Data in this exercise

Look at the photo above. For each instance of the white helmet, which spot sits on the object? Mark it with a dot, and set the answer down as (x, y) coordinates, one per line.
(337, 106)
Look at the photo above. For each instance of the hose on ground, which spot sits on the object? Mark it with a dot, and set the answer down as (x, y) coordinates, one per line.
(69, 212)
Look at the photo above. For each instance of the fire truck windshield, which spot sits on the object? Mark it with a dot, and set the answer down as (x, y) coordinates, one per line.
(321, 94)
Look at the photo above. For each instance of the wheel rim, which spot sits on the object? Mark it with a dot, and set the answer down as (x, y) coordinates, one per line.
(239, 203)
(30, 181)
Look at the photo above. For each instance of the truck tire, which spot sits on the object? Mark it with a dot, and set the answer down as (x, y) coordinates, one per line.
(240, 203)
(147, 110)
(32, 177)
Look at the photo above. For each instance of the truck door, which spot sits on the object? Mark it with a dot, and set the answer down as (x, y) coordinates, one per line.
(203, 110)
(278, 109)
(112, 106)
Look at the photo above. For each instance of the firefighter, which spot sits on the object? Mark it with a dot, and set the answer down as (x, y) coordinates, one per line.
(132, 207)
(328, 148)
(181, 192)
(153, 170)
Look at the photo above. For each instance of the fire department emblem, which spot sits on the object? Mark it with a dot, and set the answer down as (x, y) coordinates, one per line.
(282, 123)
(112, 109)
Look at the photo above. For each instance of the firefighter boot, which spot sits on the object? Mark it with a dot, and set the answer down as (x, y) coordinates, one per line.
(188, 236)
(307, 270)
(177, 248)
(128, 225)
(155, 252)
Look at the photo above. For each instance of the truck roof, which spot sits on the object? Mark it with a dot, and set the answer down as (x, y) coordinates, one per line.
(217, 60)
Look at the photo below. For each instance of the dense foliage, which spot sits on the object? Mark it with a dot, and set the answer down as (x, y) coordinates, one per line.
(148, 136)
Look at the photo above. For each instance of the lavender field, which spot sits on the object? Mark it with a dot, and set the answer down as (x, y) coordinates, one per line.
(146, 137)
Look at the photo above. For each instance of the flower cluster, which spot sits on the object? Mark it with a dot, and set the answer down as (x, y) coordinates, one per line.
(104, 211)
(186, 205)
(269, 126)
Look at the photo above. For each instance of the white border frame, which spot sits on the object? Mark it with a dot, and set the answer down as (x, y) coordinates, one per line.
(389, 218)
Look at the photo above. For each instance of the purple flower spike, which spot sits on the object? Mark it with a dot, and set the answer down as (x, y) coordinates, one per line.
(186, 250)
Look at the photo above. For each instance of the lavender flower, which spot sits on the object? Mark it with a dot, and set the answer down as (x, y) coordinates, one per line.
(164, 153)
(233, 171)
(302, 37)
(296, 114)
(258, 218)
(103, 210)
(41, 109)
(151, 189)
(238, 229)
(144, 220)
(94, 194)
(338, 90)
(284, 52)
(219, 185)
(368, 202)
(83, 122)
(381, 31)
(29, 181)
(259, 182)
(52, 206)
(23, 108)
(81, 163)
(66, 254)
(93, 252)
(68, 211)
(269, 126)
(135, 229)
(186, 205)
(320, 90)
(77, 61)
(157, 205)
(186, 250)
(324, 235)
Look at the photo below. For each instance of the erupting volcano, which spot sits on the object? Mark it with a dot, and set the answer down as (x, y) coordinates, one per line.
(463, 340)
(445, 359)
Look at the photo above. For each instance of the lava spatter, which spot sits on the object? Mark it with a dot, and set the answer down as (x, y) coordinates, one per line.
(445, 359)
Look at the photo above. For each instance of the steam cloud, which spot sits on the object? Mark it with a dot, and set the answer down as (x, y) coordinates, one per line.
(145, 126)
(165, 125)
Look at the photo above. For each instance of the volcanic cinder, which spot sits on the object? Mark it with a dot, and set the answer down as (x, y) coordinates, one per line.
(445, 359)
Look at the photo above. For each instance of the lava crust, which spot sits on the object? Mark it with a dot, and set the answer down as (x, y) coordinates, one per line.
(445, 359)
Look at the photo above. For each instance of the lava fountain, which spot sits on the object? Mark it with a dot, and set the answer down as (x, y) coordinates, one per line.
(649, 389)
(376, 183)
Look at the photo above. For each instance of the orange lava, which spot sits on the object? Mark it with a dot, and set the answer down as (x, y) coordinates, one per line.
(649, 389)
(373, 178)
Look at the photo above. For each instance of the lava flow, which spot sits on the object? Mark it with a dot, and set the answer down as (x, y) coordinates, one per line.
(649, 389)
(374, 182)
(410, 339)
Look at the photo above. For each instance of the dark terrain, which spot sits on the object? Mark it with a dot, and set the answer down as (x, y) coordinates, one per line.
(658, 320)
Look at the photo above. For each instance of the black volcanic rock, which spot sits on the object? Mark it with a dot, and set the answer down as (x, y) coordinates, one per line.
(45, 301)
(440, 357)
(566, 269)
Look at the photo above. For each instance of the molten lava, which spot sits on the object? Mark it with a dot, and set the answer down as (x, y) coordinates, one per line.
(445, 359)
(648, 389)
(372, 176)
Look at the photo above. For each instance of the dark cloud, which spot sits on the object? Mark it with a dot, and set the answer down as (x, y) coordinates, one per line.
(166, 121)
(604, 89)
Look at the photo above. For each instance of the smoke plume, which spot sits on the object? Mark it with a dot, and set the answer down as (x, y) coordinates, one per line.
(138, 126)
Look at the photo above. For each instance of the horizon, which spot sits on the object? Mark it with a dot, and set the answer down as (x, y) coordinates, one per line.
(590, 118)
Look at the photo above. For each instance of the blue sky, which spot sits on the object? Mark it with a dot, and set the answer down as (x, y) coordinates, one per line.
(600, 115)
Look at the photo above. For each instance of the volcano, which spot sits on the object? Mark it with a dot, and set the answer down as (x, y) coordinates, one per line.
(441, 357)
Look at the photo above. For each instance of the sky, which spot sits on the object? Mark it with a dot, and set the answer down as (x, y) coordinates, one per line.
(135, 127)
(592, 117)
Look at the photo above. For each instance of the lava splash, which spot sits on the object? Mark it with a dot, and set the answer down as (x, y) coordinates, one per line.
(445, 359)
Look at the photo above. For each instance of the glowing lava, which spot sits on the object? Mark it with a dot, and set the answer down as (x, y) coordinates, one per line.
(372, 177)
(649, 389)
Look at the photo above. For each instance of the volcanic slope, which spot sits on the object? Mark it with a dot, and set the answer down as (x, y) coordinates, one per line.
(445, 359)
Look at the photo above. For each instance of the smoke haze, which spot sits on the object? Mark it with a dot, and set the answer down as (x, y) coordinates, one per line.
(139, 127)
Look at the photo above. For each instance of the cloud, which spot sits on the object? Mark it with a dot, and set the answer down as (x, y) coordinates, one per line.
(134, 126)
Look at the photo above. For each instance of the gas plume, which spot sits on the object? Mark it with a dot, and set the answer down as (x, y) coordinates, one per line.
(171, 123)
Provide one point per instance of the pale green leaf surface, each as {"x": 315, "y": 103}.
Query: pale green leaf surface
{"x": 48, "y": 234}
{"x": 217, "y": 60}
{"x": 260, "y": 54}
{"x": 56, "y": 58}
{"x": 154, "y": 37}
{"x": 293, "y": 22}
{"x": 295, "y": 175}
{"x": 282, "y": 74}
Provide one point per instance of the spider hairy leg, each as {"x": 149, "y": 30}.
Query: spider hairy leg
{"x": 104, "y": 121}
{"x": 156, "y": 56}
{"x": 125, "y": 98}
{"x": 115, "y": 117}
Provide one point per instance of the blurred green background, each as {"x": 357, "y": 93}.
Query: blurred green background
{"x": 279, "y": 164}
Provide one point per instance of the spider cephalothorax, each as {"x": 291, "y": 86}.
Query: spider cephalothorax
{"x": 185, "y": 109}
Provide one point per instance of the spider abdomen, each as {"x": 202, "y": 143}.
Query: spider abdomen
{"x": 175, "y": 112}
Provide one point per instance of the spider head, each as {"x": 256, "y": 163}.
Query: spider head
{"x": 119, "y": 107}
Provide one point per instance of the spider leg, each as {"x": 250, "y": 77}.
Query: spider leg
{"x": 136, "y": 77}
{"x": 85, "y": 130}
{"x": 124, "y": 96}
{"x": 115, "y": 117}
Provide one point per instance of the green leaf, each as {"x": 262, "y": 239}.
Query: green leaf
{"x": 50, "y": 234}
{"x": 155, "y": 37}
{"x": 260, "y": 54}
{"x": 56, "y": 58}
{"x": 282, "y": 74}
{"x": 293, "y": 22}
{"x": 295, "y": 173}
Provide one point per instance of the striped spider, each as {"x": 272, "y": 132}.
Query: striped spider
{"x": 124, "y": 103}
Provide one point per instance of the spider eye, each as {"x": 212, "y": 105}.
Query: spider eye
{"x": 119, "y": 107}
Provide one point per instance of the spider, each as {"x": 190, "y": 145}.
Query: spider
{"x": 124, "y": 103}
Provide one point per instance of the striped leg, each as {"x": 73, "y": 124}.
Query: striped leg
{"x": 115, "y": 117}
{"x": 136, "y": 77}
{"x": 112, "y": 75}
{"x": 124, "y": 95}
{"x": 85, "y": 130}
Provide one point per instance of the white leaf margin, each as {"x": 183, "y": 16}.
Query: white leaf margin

Work task
Your answer should consist solely of the lines above from the line with "Provide one point per instance of the spider head, each" to the line with "Provide one point per instance of the striped leg, each", both included, reproduced exactly.

Output below
Provide one point per instance of the spider head, each as {"x": 256, "y": 163}.
Query: spider head
{"x": 119, "y": 107}
Provide one point per instance of the spider leg, each as {"x": 250, "y": 77}.
Query: spider leg
{"x": 136, "y": 77}
{"x": 85, "y": 130}
{"x": 124, "y": 96}
{"x": 115, "y": 117}
Provide one point per instance of the green leaf, each as {"x": 262, "y": 239}.
Query: green leaf
{"x": 50, "y": 234}
{"x": 155, "y": 37}
{"x": 260, "y": 54}
{"x": 56, "y": 58}
{"x": 282, "y": 74}
{"x": 293, "y": 22}
{"x": 295, "y": 173}
Provide one point per instance of the striped spider, each as {"x": 272, "y": 132}.
Query: striped spider
{"x": 124, "y": 103}
Provide one point per instance of the spider eye, each as {"x": 212, "y": 105}.
Query: spider eye
{"x": 119, "y": 107}
Provide one point per instance of the spider, each as {"x": 190, "y": 145}.
Query: spider
{"x": 124, "y": 103}
Provide one point per instance of the striped leg, each as {"x": 73, "y": 124}.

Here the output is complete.